* _Фрагмент документа_:
········

Первое из них — ужасающая нищета многих народов, а значит, и новых государств. Европейские державы ни разу не попытались всерьез бороться с этой удручающей нищетой. Второе — вековое невежество и широко распространенная неграмотность, которые мешают формированию руководящих национальных кадров. Наконец, третье — это духовное смятение, разброд и распри между бесконечными сектами, племенами, этническими группами, политическими партиями. Это приводит к тому, что внутри государств и даже отдельных провинций складывается причудливая мозаика сложнейших взаимоотношений, препятствующих формированию национального и классового самосознания.
Четвертая трудность прямое следствие трех вышеперечисленных. Даже частичное разрешение хотя бы одной из проблем, без одновременного решения двух других не только не улучшает, но даже ухудшает положение. К примеру, в бывшем Бельгийском Конго французскими и другими католиками был основан университет Лованиум; он развернул широкую просветительскую деятельность во всей Африке, но я не уверен, поможет ли это разрешению сложнейших проблем Конго.
Какое-то число студентов закончит университет; но в условиях, когда нищета и невежество народных масс остались почти прежними, выпускникам университета трудно будет найти применение своим знаниям. Что будут делать будущие конголезские адвокаты? На какие деньги будущие врачи-конголезцы построят больницы? Где найдут работу будущие инженеры? К кому смогут обратиться будущие профсоюзные работники, если народ все еще будет верить колдунам? [43]
Для возвращения в Европу после длительного пребывания в Конго (Браззавиль), особенно в глубинных районах, нужно получить справку от Института Пастера, удостоверяющую, что осмотренный врачом и прошедший все исследования пациент не болен сонной болезнью.
Каждый раз, когда наступало время отъезда, я отправлялся в Браззавиль к одному и тому же врачу, чтобы сдать анализ крови. Это стало как бы традиционным визитом, и всякий раз мы с ним беседовали на одну и ту же тему.

········

* _Исходные данные_:
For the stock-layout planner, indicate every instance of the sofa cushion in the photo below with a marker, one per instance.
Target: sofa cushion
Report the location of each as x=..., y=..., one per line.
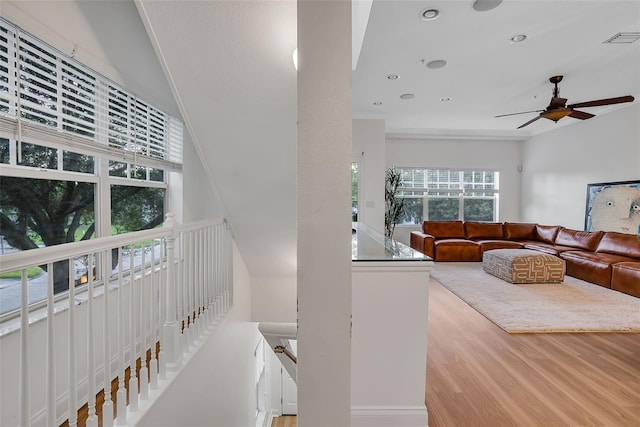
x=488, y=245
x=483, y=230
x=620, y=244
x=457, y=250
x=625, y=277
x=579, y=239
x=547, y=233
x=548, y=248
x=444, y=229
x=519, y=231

········

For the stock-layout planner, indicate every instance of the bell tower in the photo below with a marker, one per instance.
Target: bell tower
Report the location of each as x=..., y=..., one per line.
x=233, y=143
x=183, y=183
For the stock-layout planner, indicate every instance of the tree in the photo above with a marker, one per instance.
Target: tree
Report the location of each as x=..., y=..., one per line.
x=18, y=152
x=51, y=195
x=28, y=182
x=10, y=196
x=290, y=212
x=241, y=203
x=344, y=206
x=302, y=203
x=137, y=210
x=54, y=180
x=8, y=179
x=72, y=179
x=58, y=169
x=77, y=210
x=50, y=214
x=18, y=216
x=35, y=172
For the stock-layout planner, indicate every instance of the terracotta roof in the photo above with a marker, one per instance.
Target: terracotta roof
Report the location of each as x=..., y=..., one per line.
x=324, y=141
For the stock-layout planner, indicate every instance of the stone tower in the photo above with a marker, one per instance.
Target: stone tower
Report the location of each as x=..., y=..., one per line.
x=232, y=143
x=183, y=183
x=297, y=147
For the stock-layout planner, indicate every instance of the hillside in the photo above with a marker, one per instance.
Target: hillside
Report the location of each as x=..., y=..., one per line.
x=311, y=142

········

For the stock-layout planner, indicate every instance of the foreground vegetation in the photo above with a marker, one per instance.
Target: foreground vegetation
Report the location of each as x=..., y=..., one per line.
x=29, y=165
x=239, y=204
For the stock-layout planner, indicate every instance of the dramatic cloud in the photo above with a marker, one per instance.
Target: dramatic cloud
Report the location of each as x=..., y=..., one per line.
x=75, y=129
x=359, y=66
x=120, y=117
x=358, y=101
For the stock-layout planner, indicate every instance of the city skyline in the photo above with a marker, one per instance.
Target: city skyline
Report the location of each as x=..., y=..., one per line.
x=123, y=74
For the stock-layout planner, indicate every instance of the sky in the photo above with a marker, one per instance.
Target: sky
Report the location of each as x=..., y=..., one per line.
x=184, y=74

········

* _Что сделать_:
a – Дословно перепишите часть текста о Конго, начиная со слов "Какое-то число студентов" и дальше вплоть до слов "болен сонной болезнью.".
b – Пожалуйста, продолжите текст о Конго сразу после его последнего предложения.

* _Ответы по заданиям_:
a –
Какое-то число студентов закончит университет; но в условиях, когда нищета и невежество народных масс остались почти прежними, выпускникам университета трудно будет найти применение своим знаниям. Что будут делать будущие конголезские адвокаты? На какие деньги будущие врачи-конголезцы построят больницы? Где найдут работу будущие инженеры? К кому смогут обратиться будущие профсоюзные работники, если народ все еще будет верить колдунам? [43]
Для возвращения в Европу после длительного пребывания в Конго (Браззавиль), особенно в глубинных районах, нужно получить справку от Института Пастера, удостоверяющую, что осмотренный врачом и прошедший все исследования пациент не болен сонной болезнью.

b –
Широкая асфальтированная дорога, пересекая город, вьется по склонам холмов и вплотную подступает к большим современным зданиям, утопающим в зелени садов и парков. С самых высоких холмов можно различить желтые воды Конго.
Над рекой почти всегда висит густой туман, не позволяя разглядеть Леопольдвиль,[44]
раскинувшийся на противоположном берегу. Миновав новые кварталы, такси несется по улицам Пото-Пото, туземной части Браззавиля. Шумными эти улицы бывают только ночью. Утром и днем вы редко встретите на них прохожих, кажется, будто все еще спят.— Сейчас в Пото-Пото живет сорок тысяч человек, — сказал мне в 1954 году мой знакомый врач, беря у меня кровь на очередной анализ. — Негры приходят сюда из лесов и саванны и остаются, околдованные современным городом. На каждой улице есть колонки, в любую часть города можно добраться на автобусе или машине. Но вокруг квартала лес, а неподалеку — река Конго, так что им кажется, будто они не очень далеко от родных мест.
— Ну и как, хорошо им здесь? — спросил я.
— Не знаю, пока рано делать выводы.
Когда я вновь встретился с ним через четыре года, число жителей туземного квартала удвоилось — с сорока тысяч выросло до восьмидесяти.
— А теперь, в 1964 году, их уже сто тысяч, — сказал мне доктор.
— Большие перемены произошли?
Доктор Б. молча посмотрел на меня, потом снова стал промывать шприц. Те же уверенные движения, тот же шум и свет за окнами словно подтверждали, что пролетевшие годы не в счет и каждая новая встреча — это продолжение прерванной на минуту беседы. Беседы довольно оригинальной и необычной. Если, скажем, доктор был не готов немедля ответить на мой вопрос, он переводил разговор на другую тему, и это означало, что продолжение отложено до будущей встречи. Но на мой последний вопрос он ответил встречным вопросом.
— Помнишь Габриэля, санитара, который подписывал и вручал тебе справку?
— Конечно, помню.
Я заранее приготовил ему подарок — пачку сигарет «Тюрмак руж», которые он особенно любил. За это Габриэль не заставлял меня ждать справку целых два дня.
— Так вот, ты его больше не увидишь. Он умер несколько месяцев назад, — сказал доктор, вонзая мне иглу в руку. Как обычно, он говорил неторопливо и тихо.
— Габриэль пятнадцать лет был моим санитаром, — продолжал он, — и все эти годы постоянно соприкасался с нашей «цивилизацией». Две недели он не являлся на работу; пришла его жена и сказала, что Габриэлю очень плохо. У него высокая температура, он бредит. Вместе с другим врачом мы отправились к нему домой, в небольшой жестяной барак.